‘Telemedicine’: A toxic state’s response to a health crisis in Peru

The small shack, standing a few meters away from the colorful houses of the Indigenous People community of Cuninico, in the Peruvian Amazon, looked unfinished.

Four clumsy thin walls, a tin roof and a door equipped with a ramp was the Peruvian government’s answer to the desperate calls for help coming from a community where most of its members have fallen ill in recent years. There is no doctor in sight, just this makeshift shack.

The Peruvian government calls it “telemedicine”, allegedly a state-of-the-art way of connecting isolated communities with doctors in the country’s capital through a computer.

The problem, however, is that the community in Cuninico does not have steady electricity let alone access to Internet that will allow for an uninterrupted medical appointment via teleconference.

What they do have is a catalogue of illnesses, including stomach cramps, burning when urinating, allergies, skin rashes and miscarriages. Next to them, a river known to be contaminated with toxic substances is their only source of fresh water.

Extracted records:

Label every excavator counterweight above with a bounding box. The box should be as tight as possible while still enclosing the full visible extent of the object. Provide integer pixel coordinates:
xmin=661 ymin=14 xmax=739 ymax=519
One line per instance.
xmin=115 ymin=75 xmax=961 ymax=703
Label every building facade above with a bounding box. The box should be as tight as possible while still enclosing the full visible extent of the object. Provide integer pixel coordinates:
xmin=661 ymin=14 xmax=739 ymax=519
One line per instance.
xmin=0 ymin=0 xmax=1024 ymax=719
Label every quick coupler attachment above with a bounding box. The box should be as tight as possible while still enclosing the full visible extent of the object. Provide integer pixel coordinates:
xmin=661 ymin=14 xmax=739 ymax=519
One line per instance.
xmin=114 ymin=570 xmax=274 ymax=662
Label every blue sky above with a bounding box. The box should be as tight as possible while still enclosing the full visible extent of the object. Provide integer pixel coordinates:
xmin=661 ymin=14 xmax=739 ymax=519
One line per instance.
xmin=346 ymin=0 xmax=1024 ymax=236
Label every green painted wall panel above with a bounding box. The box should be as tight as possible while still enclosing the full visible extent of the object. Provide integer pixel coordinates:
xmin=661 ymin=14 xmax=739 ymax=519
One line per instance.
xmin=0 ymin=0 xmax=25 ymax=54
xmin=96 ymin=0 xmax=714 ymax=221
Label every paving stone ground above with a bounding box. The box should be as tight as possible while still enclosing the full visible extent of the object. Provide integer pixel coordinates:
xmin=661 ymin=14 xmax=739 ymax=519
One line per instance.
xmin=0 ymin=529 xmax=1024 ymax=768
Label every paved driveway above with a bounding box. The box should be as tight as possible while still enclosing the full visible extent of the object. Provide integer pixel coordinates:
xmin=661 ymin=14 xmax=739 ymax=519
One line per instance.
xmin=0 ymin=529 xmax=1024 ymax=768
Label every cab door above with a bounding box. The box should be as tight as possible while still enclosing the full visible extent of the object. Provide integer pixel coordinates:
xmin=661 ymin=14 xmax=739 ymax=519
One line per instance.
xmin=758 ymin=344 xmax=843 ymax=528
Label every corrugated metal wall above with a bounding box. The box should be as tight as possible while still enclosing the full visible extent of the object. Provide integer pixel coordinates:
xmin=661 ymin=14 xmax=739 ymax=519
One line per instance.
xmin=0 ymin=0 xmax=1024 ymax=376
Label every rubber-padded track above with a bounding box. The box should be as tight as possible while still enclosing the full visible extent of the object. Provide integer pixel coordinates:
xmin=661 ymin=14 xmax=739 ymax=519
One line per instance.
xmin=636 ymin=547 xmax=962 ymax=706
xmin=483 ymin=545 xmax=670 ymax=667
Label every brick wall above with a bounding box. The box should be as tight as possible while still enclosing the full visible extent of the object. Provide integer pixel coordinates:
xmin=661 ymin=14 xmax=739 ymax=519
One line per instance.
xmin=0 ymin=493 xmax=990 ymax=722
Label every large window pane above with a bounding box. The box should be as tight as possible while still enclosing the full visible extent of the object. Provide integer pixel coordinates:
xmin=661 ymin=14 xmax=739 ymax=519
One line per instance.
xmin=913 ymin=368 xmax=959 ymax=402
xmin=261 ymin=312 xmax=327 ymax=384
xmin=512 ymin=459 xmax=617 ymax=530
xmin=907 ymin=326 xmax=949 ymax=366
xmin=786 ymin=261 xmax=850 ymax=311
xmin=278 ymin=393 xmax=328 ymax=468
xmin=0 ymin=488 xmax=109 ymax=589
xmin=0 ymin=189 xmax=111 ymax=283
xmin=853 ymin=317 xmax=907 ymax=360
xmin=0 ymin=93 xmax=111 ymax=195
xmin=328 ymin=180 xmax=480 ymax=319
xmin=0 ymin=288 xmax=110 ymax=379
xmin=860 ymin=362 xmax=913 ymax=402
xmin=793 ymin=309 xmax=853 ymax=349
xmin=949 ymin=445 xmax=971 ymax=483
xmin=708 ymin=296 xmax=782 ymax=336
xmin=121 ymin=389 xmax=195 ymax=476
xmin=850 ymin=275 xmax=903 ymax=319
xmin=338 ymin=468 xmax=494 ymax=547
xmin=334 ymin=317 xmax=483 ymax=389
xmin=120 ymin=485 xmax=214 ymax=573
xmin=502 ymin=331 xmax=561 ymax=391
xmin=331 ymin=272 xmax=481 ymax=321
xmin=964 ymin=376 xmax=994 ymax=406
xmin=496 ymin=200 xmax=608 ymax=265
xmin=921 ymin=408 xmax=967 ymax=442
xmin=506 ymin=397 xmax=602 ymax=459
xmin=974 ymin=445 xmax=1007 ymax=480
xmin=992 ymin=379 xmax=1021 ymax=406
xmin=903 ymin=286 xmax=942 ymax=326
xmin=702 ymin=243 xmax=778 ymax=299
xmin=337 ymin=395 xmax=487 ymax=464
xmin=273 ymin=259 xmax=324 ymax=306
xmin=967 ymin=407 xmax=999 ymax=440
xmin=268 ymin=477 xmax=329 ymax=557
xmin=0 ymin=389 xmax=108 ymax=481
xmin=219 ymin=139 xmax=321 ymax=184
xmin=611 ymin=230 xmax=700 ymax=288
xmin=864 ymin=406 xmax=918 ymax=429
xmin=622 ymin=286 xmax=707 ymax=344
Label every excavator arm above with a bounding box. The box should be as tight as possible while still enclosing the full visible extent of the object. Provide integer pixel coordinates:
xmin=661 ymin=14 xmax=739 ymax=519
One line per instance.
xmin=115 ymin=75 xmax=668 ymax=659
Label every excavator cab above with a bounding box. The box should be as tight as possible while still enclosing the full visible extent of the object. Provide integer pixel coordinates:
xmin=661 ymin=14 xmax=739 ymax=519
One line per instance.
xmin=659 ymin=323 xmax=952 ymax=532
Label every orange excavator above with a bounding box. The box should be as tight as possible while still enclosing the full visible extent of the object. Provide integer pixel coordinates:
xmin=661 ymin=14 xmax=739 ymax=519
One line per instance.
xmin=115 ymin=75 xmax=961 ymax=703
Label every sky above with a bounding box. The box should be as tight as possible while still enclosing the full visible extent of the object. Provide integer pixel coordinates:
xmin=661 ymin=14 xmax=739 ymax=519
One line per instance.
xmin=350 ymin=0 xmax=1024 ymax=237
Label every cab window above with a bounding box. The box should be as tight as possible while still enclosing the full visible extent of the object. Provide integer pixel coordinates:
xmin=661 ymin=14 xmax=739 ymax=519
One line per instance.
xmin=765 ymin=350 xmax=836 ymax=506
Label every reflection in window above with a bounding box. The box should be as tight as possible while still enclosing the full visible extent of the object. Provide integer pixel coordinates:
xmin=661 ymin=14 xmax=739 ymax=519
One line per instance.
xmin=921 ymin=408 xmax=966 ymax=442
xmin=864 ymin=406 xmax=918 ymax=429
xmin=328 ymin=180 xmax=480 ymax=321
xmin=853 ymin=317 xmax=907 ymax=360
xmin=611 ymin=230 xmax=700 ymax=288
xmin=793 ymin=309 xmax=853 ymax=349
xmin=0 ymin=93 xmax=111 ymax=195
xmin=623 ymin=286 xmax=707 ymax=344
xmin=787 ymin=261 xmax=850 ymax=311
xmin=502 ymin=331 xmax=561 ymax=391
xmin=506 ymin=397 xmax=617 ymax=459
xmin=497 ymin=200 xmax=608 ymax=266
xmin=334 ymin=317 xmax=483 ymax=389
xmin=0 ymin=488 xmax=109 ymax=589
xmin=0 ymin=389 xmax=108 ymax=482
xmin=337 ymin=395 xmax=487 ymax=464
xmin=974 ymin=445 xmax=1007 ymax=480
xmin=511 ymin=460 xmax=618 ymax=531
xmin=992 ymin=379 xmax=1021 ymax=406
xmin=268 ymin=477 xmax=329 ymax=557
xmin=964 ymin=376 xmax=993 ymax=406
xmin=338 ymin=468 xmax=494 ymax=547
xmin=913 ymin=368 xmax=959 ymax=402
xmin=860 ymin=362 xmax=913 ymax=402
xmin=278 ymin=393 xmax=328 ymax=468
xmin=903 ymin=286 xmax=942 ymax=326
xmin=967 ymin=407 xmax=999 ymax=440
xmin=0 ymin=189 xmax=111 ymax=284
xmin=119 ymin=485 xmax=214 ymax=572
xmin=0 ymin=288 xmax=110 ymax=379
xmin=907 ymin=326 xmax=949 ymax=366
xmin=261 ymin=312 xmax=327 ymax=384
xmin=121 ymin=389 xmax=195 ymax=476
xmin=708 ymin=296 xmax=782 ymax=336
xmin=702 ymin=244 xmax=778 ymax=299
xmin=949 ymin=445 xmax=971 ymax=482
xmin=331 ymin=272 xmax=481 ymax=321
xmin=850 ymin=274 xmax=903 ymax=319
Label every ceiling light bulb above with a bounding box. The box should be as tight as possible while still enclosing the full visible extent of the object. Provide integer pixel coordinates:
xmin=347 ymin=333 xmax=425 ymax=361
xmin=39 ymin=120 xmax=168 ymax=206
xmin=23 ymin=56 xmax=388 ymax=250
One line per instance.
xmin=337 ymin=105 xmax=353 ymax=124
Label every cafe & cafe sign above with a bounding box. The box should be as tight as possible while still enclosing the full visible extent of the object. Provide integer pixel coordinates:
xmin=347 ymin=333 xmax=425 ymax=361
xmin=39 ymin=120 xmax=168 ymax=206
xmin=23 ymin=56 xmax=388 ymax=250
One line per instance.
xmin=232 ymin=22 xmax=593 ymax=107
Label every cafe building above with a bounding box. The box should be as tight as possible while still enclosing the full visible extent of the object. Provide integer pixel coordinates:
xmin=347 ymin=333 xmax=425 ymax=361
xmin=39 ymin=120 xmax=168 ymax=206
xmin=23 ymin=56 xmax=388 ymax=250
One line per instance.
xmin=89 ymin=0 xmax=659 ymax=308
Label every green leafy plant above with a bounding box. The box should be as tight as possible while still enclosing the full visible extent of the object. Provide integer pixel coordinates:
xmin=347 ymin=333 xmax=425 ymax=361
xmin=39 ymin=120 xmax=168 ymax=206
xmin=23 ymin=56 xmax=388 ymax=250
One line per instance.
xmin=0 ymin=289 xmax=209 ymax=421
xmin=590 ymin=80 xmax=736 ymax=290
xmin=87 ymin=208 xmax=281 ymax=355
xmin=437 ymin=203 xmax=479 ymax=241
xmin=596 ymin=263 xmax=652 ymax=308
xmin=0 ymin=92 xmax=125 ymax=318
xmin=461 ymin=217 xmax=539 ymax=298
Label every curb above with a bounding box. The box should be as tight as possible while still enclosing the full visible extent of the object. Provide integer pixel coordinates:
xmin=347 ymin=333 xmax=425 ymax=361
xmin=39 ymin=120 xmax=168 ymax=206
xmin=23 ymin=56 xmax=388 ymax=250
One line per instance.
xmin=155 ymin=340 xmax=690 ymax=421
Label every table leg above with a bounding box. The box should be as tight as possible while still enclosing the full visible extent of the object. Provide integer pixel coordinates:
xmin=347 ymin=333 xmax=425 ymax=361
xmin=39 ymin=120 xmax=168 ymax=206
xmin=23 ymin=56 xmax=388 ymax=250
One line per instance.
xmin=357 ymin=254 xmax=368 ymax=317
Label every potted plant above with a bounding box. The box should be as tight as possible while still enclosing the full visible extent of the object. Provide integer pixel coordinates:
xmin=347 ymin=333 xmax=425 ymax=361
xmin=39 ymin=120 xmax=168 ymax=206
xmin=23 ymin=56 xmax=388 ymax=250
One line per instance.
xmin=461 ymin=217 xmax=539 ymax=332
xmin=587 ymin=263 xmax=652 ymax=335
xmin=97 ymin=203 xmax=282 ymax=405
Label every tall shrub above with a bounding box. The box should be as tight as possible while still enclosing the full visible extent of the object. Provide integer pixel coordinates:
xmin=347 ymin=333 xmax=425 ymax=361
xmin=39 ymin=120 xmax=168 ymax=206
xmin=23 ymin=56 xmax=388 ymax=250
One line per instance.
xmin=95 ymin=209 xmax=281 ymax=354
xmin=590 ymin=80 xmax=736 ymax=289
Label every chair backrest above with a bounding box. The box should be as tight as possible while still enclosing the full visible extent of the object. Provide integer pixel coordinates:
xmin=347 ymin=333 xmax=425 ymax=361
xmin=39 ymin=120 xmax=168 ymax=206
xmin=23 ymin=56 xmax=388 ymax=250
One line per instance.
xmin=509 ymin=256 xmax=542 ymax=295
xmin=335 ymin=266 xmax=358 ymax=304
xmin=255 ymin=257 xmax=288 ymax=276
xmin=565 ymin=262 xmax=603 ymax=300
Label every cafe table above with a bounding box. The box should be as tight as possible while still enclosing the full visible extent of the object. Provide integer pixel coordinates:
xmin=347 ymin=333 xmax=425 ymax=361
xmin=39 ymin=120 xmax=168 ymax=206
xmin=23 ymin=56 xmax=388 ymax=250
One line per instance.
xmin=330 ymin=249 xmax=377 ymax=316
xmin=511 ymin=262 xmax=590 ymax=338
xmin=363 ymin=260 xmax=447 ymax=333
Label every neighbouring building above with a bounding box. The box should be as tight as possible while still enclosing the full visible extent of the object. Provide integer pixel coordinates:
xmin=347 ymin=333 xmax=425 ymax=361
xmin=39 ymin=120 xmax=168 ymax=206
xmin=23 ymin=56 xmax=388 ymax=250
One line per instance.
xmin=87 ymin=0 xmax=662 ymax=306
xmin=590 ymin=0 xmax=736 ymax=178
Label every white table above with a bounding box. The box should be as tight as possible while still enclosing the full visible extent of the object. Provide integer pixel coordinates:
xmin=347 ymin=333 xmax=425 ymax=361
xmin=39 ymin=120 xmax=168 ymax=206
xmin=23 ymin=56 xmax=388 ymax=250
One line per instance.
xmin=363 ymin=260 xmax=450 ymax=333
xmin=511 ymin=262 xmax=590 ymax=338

■ Aim of the exercise: From the text on Peru's telemedicine response in Cuninico, write out the portion between "The small shack, standing" and "this makeshift shack.", inclusive, copying it word for word.

■ Solution for this task:
The small shack, standing a few meters away from the colorful houses of the Indigenous People community of Cuninico, in the Peruvian Amazon, looked unfinished.

Four clumsy thin walls, a tin roof and a door equipped with a ramp was the Peruvian government’s answer to the desperate calls for help coming from a community where most of its members have fallen ill in recent years. There is no doctor in sight, just this makeshift shack.